• Aim 1
In the aquarium dosing thread, how much KNO3 was dosed after the water change?

OK. My PO4 was at 2 ppm when I did a test after a water change. Nitrates at about 6 ppm. CO2 was at about 15 ppm. I dosed 20 ml traces and 40 ml of KNO3. Does that sound about right for now? I am working on getting CO2 up a little higher. I added a third bottle to my DIY setup and refreshed one of the original bottles. I guess I will see what happens.


----------



## molurus73 (Apr 15, 2005)

I am not dosing phosphates yet because mine are high enough naturally. Should I be dosing any K2SO4 - potassium sulfate? I am going to work on reading and understanding the EI method by Tom Barr. I like not needing to test all the time.


----------



## MatPat (Mar 22, 2004)

The dosing sounds good. I don't see a need to add any PO4 since your levels are already 2ppm. I would do it next week though. You may want to add a little K2SO4 to the tank. You probably don't need the K2SO4 right now. 

Normally you add enough K to the tank with KNO3 and KH2PO4. Once you get the CO2 in the 30ppm range and steady, you may want to look at adding some K2SO4 to the tank. The K2SO4 dosing comes into play for those times when you don't need to add KNO3. 

I would probably split up the Traces into two doses next week...10ml on say Sunday (assuming you do a water change on Saturday and add KNO3 or KH2PO4 on Saturday) and another 10ml on Wednesday.


----------



## molurus73 (Apr 15, 2005)

Ask and yee shall receive. CO2 was at 60 ppm today. Fixed that real quick. I only dosed 20 ml to get it started. Good news is my JBJ regulator will be here on Thursday. I have officially converted. Thanks for everything. After everything grows out a bit, I will tackle the algae issue. I am sure you will hear from me a lot more.


----------



## MatPat (Mar 22, 2004)

Whoa, 60ppm with DIY? That's pretty cool. How many bottles did you put on the tank? Not to burst your bubble, but keep an eye on the CO2 levels. That may be an initial spike in the CO2 production and it will probably die down some. Which is a good thing because 60ppm is pretty high. Are the fish doing well?

Glad to hear about the regulator. Did the financial advisor OK the expenditure or doesn't she know about it  I am assuming you got a CO2 tank also...

Don't wait to tackle the algae...hit it hard the moment you find it. The faster you attack it, the faster it will go away. If you need help setting up the regulator, let me know. I don't live too far away...


----------



## molurus73 (Apr 15, 2005)

She doesn't know about it yet. She knows about the money I had in my paypal account, just not what i used it on. I may come a callin about setting everything up and the algae thing. We will see. 

That was an initial spike. That was with 1 bottle about 5 days old and 2 bottles brand new. I just removed one bottle and positioned the spraybar to agitate the surface. Since I should have a pressurized setup by this weekend, I wasn't too worried about taking that bottle off. The fish are fine now, but there were a few that I was worried about.


----------

• Given entries
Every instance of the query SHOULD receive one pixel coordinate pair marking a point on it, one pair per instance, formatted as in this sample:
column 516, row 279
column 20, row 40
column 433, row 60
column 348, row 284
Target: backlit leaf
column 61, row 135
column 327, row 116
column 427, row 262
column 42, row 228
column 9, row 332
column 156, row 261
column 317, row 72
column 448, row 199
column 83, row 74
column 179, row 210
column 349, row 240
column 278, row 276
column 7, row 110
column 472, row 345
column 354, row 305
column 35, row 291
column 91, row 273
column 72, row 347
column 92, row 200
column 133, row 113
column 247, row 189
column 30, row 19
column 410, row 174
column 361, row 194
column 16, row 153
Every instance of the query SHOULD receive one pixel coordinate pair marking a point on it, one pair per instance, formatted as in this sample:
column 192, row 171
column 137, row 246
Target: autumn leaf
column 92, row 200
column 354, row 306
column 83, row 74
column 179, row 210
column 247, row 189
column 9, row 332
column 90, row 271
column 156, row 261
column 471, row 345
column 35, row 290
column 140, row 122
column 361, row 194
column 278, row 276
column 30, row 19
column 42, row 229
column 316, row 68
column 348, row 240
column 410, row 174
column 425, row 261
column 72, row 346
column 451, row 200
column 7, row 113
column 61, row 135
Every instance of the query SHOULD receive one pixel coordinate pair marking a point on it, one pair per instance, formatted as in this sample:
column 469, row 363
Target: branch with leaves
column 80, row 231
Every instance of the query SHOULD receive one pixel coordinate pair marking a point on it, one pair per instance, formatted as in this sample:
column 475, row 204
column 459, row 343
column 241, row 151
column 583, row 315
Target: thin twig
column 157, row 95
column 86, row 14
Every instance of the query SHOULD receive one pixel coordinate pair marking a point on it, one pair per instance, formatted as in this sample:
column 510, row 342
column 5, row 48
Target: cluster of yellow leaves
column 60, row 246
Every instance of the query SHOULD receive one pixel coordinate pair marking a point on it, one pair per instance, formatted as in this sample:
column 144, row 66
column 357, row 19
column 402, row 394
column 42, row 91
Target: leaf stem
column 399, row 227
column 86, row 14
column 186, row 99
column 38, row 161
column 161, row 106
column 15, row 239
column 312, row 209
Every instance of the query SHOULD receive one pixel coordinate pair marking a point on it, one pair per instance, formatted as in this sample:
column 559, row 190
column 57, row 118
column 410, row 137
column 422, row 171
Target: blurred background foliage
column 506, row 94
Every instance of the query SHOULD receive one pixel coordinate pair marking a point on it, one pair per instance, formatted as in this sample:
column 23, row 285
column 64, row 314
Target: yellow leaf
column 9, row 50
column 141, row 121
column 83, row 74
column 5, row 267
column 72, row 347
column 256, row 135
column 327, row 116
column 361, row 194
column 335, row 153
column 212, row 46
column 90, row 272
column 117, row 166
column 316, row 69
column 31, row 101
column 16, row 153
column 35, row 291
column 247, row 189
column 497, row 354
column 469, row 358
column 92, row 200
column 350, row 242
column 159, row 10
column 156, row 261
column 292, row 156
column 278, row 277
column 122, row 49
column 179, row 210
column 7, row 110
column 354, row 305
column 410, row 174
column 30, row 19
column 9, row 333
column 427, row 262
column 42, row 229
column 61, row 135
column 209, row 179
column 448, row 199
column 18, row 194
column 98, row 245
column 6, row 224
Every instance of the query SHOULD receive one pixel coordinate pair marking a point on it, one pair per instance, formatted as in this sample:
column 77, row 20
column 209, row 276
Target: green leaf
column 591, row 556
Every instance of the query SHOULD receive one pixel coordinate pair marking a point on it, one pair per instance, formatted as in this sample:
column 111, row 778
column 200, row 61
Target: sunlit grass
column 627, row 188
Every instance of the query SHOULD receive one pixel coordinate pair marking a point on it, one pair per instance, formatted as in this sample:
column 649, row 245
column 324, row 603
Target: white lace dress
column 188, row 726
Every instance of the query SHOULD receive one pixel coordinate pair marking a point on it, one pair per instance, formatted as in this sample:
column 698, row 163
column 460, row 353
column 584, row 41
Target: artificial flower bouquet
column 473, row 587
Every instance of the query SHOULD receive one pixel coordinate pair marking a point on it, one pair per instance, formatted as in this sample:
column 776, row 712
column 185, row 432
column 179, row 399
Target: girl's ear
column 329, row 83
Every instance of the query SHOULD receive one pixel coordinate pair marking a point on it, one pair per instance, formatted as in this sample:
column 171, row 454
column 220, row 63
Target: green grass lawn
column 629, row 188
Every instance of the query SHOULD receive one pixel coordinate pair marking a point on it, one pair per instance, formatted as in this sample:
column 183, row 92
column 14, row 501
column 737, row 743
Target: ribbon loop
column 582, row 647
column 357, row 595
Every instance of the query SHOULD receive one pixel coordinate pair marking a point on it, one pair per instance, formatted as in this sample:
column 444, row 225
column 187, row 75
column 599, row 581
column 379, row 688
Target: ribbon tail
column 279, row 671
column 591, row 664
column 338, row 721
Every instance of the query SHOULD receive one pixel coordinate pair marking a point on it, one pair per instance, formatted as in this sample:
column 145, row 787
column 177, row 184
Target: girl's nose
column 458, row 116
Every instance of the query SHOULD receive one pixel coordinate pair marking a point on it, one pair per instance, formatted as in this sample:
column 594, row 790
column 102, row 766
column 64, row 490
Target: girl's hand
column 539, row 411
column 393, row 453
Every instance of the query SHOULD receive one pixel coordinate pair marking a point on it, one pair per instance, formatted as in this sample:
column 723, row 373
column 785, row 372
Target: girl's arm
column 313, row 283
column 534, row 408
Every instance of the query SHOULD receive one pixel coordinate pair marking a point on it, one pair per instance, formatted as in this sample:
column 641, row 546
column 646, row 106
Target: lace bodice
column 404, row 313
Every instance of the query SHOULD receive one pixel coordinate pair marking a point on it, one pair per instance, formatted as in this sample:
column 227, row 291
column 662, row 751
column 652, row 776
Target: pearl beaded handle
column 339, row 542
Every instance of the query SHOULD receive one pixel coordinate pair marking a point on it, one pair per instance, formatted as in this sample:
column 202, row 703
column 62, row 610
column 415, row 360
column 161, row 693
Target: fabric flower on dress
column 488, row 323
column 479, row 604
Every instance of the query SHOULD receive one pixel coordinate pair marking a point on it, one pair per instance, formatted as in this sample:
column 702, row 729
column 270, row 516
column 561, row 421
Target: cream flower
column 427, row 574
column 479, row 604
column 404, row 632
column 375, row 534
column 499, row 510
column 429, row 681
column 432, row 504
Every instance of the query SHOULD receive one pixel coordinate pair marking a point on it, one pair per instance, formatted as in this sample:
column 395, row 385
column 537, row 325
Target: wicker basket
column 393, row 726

• Aim 2
Copy out the records word for word, starting at their first line and ending at the line that contains "column 60, row 246".

• Full output 1
40 ml

• Full output 2
Every instance of the query SHOULD receive one pixel coordinate pair marking a point on it, one pair per instance, formatted as in this sample:
column 516, row 279
column 20, row 40
column 433, row 60
column 348, row 284
Target: backlit leaf
column 61, row 135
column 327, row 116
column 427, row 262
column 42, row 228
column 9, row 332
column 156, row 261
column 317, row 72
column 448, row 199
column 83, row 74
column 179, row 210
column 349, row 240
column 278, row 276
column 7, row 110
column 472, row 345
column 354, row 305
column 35, row 291
column 91, row 273
column 72, row 347
column 92, row 200
column 133, row 113
column 247, row 189
column 30, row 19
column 410, row 174
column 361, row 194
column 16, row 153
Every instance of the query SHOULD receive one pixel coordinate pair marking a point on it, one pair per instance, formatted as in this sample:
column 192, row 171
column 137, row 246
Target: autumn leaf
column 92, row 200
column 354, row 306
column 83, row 74
column 179, row 210
column 247, row 189
column 9, row 332
column 90, row 271
column 156, row 261
column 471, row 345
column 35, row 290
column 140, row 122
column 361, row 194
column 278, row 276
column 30, row 19
column 42, row 229
column 316, row 68
column 348, row 240
column 410, row 174
column 425, row 261
column 72, row 346
column 451, row 200
column 7, row 113
column 61, row 135
Every instance of the query SHOULD receive one pixel coordinate pair marking a point on it, one pair per instance, formatted as in this sample:
column 469, row 363
Target: branch with leaves
column 80, row 231
Every instance of the query SHOULD receive one pixel coordinate pair marking a point on it, one pair per instance, formatted as in this sample:
column 475, row 204
column 459, row 343
column 241, row 151
column 583, row 315
Target: thin twig
column 157, row 95
column 86, row 14
Every instance of the query SHOULD receive one pixel coordinate pair marking a point on it, one pair per instance, formatted as in this sample:
column 510, row 342
column 5, row 48
Target: cluster of yellow leaves
column 60, row 246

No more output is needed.